Please change "brass" to "pewter" in the part of the data that opens with the line containing "Would you be able to tag the brass" and closes with the line containing "(1008, 319)", and return only those lines with nothing else altered.
=-=-=
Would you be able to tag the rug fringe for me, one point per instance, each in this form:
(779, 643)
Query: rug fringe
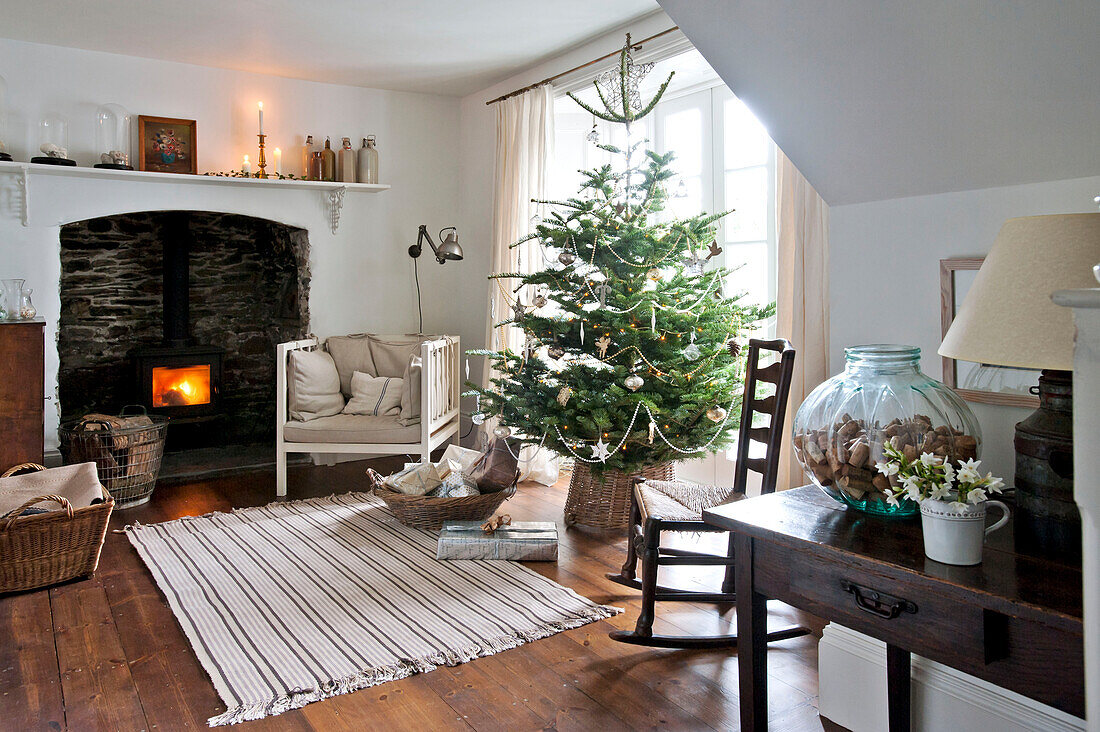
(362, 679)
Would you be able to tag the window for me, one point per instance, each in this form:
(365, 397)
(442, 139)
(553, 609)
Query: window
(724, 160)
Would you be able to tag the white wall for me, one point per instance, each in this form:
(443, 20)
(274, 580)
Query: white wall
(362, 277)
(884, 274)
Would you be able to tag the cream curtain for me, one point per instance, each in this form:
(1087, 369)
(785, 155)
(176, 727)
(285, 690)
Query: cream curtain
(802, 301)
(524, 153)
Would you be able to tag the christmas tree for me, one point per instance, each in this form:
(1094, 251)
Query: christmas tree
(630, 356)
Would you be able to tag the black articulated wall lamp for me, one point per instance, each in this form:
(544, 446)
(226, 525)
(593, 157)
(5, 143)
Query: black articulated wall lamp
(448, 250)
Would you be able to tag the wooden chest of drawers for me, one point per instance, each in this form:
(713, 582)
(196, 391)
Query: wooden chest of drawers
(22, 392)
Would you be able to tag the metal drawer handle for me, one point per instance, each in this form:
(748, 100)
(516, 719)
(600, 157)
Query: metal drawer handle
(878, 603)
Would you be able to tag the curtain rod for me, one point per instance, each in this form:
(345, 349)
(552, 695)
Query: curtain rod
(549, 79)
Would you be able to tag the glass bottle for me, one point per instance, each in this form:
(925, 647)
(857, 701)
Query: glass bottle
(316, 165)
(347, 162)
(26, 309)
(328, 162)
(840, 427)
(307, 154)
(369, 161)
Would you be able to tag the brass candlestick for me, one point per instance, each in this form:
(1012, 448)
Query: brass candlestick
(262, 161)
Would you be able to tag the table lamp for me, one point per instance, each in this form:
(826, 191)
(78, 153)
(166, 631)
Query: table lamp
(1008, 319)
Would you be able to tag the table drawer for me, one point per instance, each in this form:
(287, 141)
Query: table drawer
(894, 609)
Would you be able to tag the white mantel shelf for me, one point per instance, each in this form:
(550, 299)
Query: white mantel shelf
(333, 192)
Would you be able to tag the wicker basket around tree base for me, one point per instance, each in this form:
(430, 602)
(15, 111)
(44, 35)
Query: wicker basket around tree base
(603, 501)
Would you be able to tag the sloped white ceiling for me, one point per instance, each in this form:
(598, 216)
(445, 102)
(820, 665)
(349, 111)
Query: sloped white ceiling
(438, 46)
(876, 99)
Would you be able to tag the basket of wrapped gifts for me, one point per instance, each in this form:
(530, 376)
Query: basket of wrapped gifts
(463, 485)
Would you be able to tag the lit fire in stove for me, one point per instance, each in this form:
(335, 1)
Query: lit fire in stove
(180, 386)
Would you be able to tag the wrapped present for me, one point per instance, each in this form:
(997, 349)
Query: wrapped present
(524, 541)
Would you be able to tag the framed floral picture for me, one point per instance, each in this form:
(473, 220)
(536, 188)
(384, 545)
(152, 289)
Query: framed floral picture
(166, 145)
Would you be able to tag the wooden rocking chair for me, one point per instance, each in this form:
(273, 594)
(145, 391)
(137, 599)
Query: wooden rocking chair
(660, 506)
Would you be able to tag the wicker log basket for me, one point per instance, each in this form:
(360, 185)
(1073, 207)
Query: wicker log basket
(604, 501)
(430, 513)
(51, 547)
=-=-=
### FINAL ANSWER
Would you be able to tag the pewter candlestick for me, one point per instance, each in this form:
(1012, 448)
Query: pewter candlestick
(262, 161)
Would you be able to tag the table lamp for me, one point per instance, each in this form:
(826, 191)
(78, 153)
(166, 631)
Query: table lamp
(1008, 319)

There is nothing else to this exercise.